§ Exercise prompt:
Find each line in the rows below that contains the word "point", and copy every such line in full.
*** Given entries ***
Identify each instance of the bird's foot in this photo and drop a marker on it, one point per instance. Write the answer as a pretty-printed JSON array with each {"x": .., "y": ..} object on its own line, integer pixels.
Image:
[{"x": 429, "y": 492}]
***
*** Given entries ***
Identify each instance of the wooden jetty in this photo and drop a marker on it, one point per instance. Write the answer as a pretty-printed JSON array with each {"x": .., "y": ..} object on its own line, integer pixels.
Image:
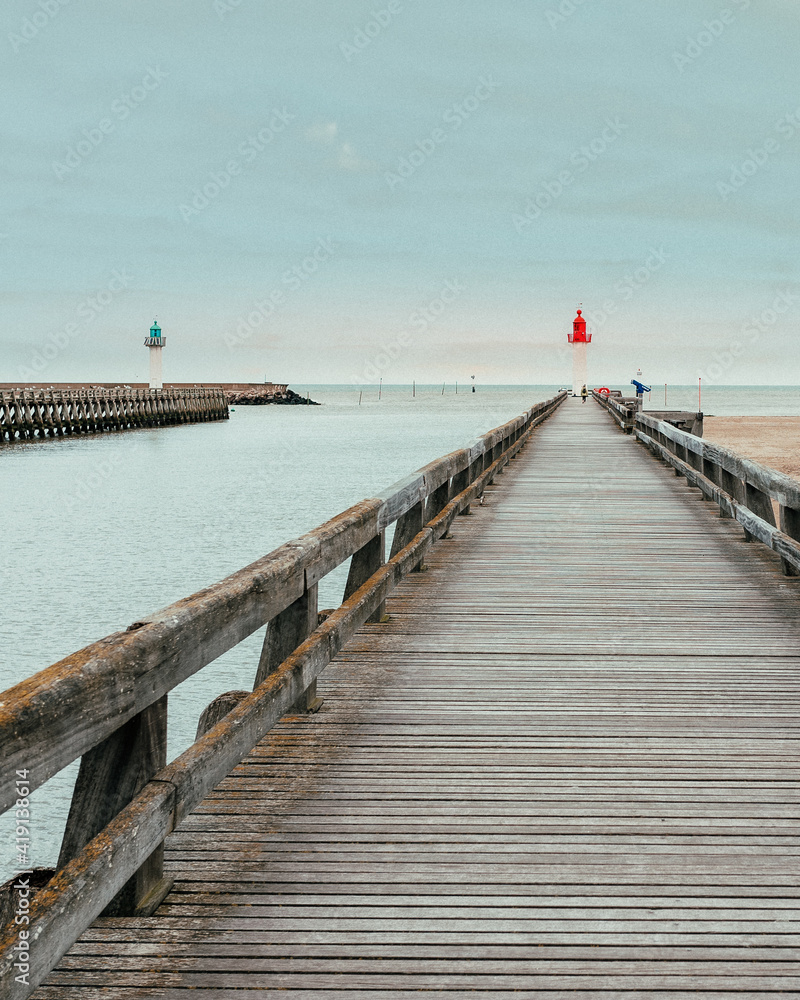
***
§ Completed task:
Identify each instance of the bird's foot in this photo and drop a marker on it, one point per instance. Write the answer as a pretty-printed JSON array with each {"x": .., "y": ..} object on its own line, integer pixels.
Identify each instance of the wooden jetty in this photo and drop a marker on it, one point per instance. Write the answer as a pretty-printed JSON array with each {"x": .., "y": ..} object on its own line, integer pixels.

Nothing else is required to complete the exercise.